PROBLEM.
Convert every one of the records below into a JSON list of strings, one string per line with blank lines omitted. Leave the pictures out of the answer.

Labels for object points
* START *
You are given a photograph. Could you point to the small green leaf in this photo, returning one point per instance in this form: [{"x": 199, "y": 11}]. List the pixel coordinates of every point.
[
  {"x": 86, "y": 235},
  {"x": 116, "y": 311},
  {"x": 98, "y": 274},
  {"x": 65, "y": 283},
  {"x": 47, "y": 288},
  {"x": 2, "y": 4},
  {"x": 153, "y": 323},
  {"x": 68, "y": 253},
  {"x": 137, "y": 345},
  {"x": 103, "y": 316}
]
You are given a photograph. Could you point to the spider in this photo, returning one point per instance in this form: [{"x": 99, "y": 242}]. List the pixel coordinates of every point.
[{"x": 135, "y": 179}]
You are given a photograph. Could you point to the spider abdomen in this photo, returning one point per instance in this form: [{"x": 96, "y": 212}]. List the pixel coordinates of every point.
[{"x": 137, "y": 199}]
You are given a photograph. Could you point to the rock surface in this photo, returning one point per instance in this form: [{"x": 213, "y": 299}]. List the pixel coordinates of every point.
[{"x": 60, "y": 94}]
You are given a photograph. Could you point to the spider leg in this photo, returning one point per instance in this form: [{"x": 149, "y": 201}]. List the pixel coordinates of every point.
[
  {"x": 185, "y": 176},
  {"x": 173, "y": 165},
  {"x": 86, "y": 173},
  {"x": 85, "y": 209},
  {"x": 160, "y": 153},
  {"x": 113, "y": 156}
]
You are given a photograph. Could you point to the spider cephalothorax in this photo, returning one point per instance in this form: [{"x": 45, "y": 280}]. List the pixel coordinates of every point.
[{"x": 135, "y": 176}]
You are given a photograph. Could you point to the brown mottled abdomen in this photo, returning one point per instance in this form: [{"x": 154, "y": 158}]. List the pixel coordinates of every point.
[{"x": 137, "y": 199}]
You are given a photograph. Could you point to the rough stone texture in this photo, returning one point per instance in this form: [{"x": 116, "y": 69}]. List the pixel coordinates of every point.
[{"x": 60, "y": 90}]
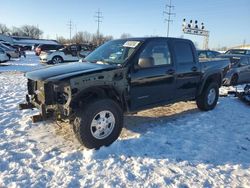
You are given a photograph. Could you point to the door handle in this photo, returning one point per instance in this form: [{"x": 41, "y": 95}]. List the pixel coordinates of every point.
[
  {"x": 170, "y": 71},
  {"x": 194, "y": 69}
]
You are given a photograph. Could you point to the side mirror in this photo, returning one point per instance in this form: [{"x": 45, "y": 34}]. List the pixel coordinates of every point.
[{"x": 146, "y": 62}]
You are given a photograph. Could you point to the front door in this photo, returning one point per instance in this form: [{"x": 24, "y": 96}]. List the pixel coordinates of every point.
[{"x": 153, "y": 79}]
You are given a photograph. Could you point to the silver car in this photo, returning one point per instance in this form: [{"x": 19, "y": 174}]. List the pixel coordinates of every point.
[
  {"x": 11, "y": 52},
  {"x": 239, "y": 72}
]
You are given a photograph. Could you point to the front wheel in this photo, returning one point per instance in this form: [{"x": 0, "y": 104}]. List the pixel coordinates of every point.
[
  {"x": 209, "y": 97},
  {"x": 99, "y": 123}
]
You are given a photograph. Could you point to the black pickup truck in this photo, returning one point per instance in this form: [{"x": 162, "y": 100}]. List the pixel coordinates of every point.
[{"x": 122, "y": 76}]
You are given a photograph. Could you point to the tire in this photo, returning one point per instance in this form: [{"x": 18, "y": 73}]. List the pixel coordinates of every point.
[
  {"x": 56, "y": 60},
  {"x": 99, "y": 124},
  {"x": 234, "y": 80},
  {"x": 209, "y": 97}
]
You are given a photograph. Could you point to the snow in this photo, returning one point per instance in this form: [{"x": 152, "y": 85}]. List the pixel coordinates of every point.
[{"x": 174, "y": 146}]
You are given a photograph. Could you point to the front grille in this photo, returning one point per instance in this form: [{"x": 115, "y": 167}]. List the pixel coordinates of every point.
[{"x": 42, "y": 93}]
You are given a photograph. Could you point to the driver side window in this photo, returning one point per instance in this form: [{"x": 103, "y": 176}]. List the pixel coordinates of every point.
[{"x": 155, "y": 53}]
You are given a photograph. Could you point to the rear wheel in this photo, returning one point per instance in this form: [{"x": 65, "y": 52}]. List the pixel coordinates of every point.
[
  {"x": 209, "y": 97},
  {"x": 57, "y": 59},
  {"x": 99, "y": 124}
]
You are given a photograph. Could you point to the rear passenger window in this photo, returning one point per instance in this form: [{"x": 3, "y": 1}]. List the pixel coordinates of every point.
[
  {"x": 184, "y": 53},
  {"x": 157, "y": 53}
]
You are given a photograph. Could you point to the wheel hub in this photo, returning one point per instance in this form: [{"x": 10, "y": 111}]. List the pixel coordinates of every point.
[{"x": 102, "y": 124}]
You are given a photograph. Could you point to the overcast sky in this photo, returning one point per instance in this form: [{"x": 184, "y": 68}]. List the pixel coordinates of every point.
[{"x": 227, "y": 20}]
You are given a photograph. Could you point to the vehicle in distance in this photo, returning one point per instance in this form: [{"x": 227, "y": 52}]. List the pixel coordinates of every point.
[
  {"x": 239, "y": 72},
  {"x": 3, "y": 56},
  {"x": 122, "y": 76},
  {"x": 238, "y": 51},
  {"x": 207, "y": 54},
  {"x": 47, "y": 47},
  {"x": 71, "y": 53},
  {"x": 11, "y": 52}
]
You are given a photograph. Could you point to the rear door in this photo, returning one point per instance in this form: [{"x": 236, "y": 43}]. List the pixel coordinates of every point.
[
  {"x": 156, "y": 83},
  {"x": 188, "y": 74}
]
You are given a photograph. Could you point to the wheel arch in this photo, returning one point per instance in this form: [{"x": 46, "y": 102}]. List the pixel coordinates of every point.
[{"x": 98, "y": 92}]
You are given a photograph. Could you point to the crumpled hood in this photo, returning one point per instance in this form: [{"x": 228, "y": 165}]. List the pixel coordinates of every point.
[{"x": 62, "y": 71}]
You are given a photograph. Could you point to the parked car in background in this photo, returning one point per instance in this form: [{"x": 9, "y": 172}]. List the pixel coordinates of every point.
[
  {"x": 3, "y": 56},
  {"x": 11, "y": 52},
  {"x": 70, "y": 53},
  {"x": 208, "y": 54},
  {"x": 238, "y": 51},
  {"x": 239, "y": 72},
  {"x": 47, "y": 47}
]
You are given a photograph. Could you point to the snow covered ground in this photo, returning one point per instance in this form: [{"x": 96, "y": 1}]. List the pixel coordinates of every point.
[{"x": 175, "y": 146}]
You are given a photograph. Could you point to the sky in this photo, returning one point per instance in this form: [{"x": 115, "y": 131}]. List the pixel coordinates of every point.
[{"x": 227, "y": 20}]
* END *
RIGHT ANSWER.
[
  "You are given a photograph. Could you point to the small green leaf in this photo, returning one point per instance in this form: [{\"x\": 199, \"y\": 11}]. List the pixel coordinates of every point.",
  "[",
  "  {\"x\": 86, \"y\": 235},",
  "  {\"x\": 116, \"y\": 311},",
  "  {\"x\": 98, \"y\": 274},",
  "  {\"x\": 65, \"y\": 283},",
  "  {\"x\": 47, \"y\": 288},",
  "  {\"x\": 2, \"y\": 4},",
  "  {\"x\": 153, \"y\": 323},",
  "  {\"x\": 68, \"y\": 253},",
  "  {\"x\": 137, \"y\": 345},",
  "  {\"x\": 103, \"y\": 316}",
  "]",
  "You are given a photograph. Could you point to the spider in this photo, returning one point per instance in this form: [{\"x\": 99, \"y\": 242}]. List the pixel coordinates of every point.",
  "[{\"x\": 135, \"y\": 179}]",
  "You are given a photograph. Could you point to the spider abdomen in this photo, returning one point per instance in this form: [{\"x\": 96, \"y\": 212}]. List the pixel coordinates of every point.",
  "[{\"x\": 137, \"y\": 199}]",
  "You are given a photograph. Could you point to the rock surface in this photo, returning one point per instance in this form: [{\"x\": 213, \"y\": 299}]. List the pixel coordinates of every point.",
  "[{\"x\": 60, \"y\": 94}]",
  "You are given a photograph. Could you point to the spider leg in this photo, returning one point per instance in this form: [{\"x\": 149, \"y\": 201}]. List the pixel coordinates of every point.",
  "[",
  "  {\"x\": 185, \"y\": 176},",
  "  {\"x\": 173, \"y\": 165},",
  "  {\"x\": 86, \"y\": 173},",
  "  {\"x\": 85, \"y\": 209},",
  "  {\"x\": 160, \"y\": 153},",
  "  {\"x\": 113, \"y\": 156}",
  "]",
  "You are given a photograph. Could you point to the spider cephalothorax in this photo, returning one point per instance in this form: [{\"x\": 45, \"y\": 280}]. List the pixel coordinates of every point.",
  "[{\"x\": 135, \"y\": 176}]",
  "You are given a photograph. Could you point to the brown mottled abdomen in this photo, returning one point per instance in this form: [{\"x\": 154, \"y\": 158}]. List the pixel coordinates of every point.",
  "[{\"x\": 137, \"y\": 199}]",
  "You are given a photograph. Could you point to the rough stone texture in this photo, returning one point per instance in this form: [{\"x\": 116, \"y\": 69}]. List the pixel coordinates of every point.",
  "[{\"x\": 60, \"y\": 90}]",
  "You are given a photograph. Could you point to the door handle in this photo, returning one point per instance in this form: [{\"x\": 41, \"y\": 95}]. List the pixel coordinates of every point.",
  "[",
  "  {\"x\": 170, \"y\": 71},",
  "  {\"x\": 194, \"y\": 69}",
  "]",
  "You are given a photograph. Could you point to the side mirror in this photo, returning one point per instance in this form: [{\"x\": 45, \"y\": 34}]. List the pixel coordinates of every point.",
  "[{\"x\": 146, \"y\": 62}]",
  "You are given a photograph. Could you point to the front door in this photo, returning one point per instance in this form: [{\"x\": 24, \"y\": 96}]. List the pixel coordinates of every point.",
  "[{\"x\": 153, \"y\": 79}]",
  "You are given a photograph. Could you point to the silver car in this photo, returning one point per instance in this form: [{\"x\": 19, \"y\": 174}]. List the pixel coordinates of every point.",
  "[",
  "  {\"x\": 11, \"y\": 52},",
  "  {\"x\": 239, \"y\": 72}",
  "]",
  "You are given a photograph. Could you point to the front wheel in this photo, returning one point per instance in this form: [{\"x\": 0, \"y\": 104}]. List the pixel coordinates of every point.",
  "[",
  "  {\"x\": 209, \"y\": 97},",
  "  {\"x\": 99, \"y\": 123}",
  "]",
  "You are given a photograph. Could you point to the black pickup truck in this photo, returning one point per instance in this form: [{\"x\": 162, \"y\": 100}]. List the pixel coordinates of every point.",
  "[{\"x\": 122, \"y\": 76}]",
  "You are given a photograph. Could you point to the tire in this photo, returning one point per instance in this form: [{\"x\": 18, \"y\": 73}]. List the pixel coordinates of every point.",
  "[",
  "  {\"x\": 56, \"y\": 60},",
  "  {\"x\": 99, \"y\": 124},",
  "  {\"x\": 234, \"y\": 80},",
  "  {\"x\": 209, \"y\": 97}",
  "]",
  "You are given a photograph. Could you point to the snow in this photo, returning one point per instance in this form: [{\"x\": 152, \"y\": 85}]. List the pixel coordinates of every point.",
  "[{\"x\": 174, \"y\": 146}]",
  "You are given a photograph. Could you point to the front grille in this photo, returning one point per instance in this form: [{\"x\": 115, \"y\": 167}]. List the pixel coordinates of every point.",
  "[{\"x\": 42, \"y\": 93}]",
  "You are given a photograph. Could you point to the driver side window in this photo, returning one point per instance in this form: [{\"x\": 103, \"y\": 176}]. List the pixel coordinates of every point.",
  "[{\"x\": 155, \"y\": 53}]",
  "You are given a photograph. Could you point to the rear wheel in this photo, returning one point per instance in this form: [{\"x\": 65, \"y\": 52}]. List the pixel coordinates of every point.",
  "[",
  "  {\"x\": 209, \"y\": 97},",
  "  {\"x\": 57, \"y\": 59},",
  "  {\"x\": 99, \"y\": 124}",
  "]",
  "You are given a photograph. Could you point to the rear passenger window in this photo, returning one point per instance in this form: [{\"x\": 3, \"y\": 1}]. List the pixel coordinates of every point.",
  "[",
  "  {\"x\": 184, \"y\": 53},",
  "  {\"x\": 157, \"y\": 53}",
  "]",
  "You are given a photograph. Could you point to the wheel hub in this photo, returning one point per instance in this form: [{\"x\": 10, \"y\": 111}]. List the pixel coordinates of every point.",
  "[{\"x\": 102, \"y\": 124}]",
  "You are given a photograph. Could you point to the overcast sky in this photo, returning one point per instance in this form: [{\"x\": 184, \"y\": 68}]. List the pixel coordinates of every point.",
  "[{\"x\": 227, \"y\": 20}]",
  "You are given a photograph. Could you point to the vehicle in distance in this photo, returning one point per instance in this form: [{\"x\": 227, \"y\": 52}]. List the pixel coordinates of every point.",
  "[",
  "  {\"x\": 239, \"y\": 72},",
  "  {\"x\": 3, \"y\": 56},",
  "  {\"x\": 122, \"y\": 76},",
  "  {\"x\": 238, \"y\": 51},",
  "  {\"x\": 207, \"y\": 54},",
  "  {\"x\": 47, \"y\": 47},",
  "  {\"x\": 71, \"y\": 53},",
  "  {\"x\": 11, \"y\": 52}",
  "]",
  "You are given a photograph. Could you point to the rear door in this photo, returning one point per instance in this form: [{\"x\": 236, \"y\": 43}]. List the pixel coordinates of every point.",
  "[",
  "  {\"x\": 156, \"y\": 83},",
  "  {\"x\": 188, \"y\": 74}",
  "]",
  "You are given a photograph. Could you point to the wheel arch in this photo, returning one point per instance in this form: [{\"x\": 46, \"y\": 102}]. List the pixel coordinates of every point.",
  "[{\"x\": 98, \"y\": 92}]",
  "You are given a photograph. Could you point to the crumpled hood in this photo, returning one point per instance in this form: [{\"x\": 228, \"y\": 165}]. List the pixel coordinates of every point.",
  "[{\"x\": 62, \"y\": 71}]",
  "You are given a photograph. Could you point to the parked car in background in this photo, returning one point per instance in this form: [{\"x\": 9, \"y\": 172}]. List the pixel coordinates of every point.",
  "[",
  "  {\"x\": 3, \"y\": 56},",
  "  {\"x\": 11, \"y\": 52},",
  "  {\"x\": 70, \"y\": 53},",
  "  {\"x\": 208, \"y\": 54},",
  "  {\"x\": 238, \"y\": 51},",
  "  {\"x\": 239, \"y\": 72},",
  "  {\"x\": 47, \"y\": 47}",
  "]",
  "You are given a photograph. Could you point to the snow covered ground in this photo, returning one point per instance in this form: [{\"x\": 96, \"y\": 1}]. List the pixel coordinates of every point.",
  "[{\"x\": 175, \"y\": 146}]",
  "You are given a photograph. Could you point to the sky in this photo, returning one point per instance in this form: [{\"x\": 115, \"y\": 131}]. List the pixel coordinates of every point.",
  "[{\"x\": 227, \"y\": 20}]"
]